- _GIVEN RECORDS_
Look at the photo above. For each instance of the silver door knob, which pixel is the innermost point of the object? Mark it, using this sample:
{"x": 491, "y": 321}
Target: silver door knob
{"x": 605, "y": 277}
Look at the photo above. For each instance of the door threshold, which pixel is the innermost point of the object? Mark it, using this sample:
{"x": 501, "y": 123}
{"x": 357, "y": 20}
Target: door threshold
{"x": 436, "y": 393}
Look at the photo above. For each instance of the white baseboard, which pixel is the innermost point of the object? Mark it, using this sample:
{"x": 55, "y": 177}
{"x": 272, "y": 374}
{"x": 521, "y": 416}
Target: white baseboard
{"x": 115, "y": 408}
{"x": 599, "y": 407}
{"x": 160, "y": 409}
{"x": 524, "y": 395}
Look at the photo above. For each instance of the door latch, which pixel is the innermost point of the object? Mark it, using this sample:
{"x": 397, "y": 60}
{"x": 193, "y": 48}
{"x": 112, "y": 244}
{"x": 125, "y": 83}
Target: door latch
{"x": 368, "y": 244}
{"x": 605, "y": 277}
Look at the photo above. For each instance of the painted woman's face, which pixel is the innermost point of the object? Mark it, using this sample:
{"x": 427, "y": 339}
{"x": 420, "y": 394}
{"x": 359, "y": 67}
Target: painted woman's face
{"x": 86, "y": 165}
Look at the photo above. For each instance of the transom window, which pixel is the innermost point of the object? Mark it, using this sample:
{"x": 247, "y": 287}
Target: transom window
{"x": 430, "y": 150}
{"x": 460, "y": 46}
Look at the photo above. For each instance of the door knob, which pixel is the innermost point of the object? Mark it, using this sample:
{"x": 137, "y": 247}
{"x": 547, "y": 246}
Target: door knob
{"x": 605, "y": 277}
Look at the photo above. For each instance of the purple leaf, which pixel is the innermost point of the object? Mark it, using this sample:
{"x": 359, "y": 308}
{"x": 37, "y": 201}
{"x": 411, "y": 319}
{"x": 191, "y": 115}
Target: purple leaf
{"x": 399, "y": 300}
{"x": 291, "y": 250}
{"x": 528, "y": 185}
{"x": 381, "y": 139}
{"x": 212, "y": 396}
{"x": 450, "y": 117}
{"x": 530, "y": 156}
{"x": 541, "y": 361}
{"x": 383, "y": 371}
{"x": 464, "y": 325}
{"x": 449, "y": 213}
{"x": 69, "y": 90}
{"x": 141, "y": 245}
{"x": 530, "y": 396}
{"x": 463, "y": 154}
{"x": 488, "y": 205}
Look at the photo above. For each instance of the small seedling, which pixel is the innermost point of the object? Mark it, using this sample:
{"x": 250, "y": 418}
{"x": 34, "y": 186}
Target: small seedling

- _WORK TO COMPLETE_
Starting with the line that contains "Look at the photo above. For each instance of the small" and continuing through the end of the rows, turn those lines into a numbered list and omit any blank lines.

- _RESULT BELOW_
1. Look at the photo above. For each instance of the small seedling, which pixel is the innermost point of the object? Mark it, using this sample:
2. {"x": 250, "y": 418}
3. {"x": 34, "y": 186}
4. Target: small seedling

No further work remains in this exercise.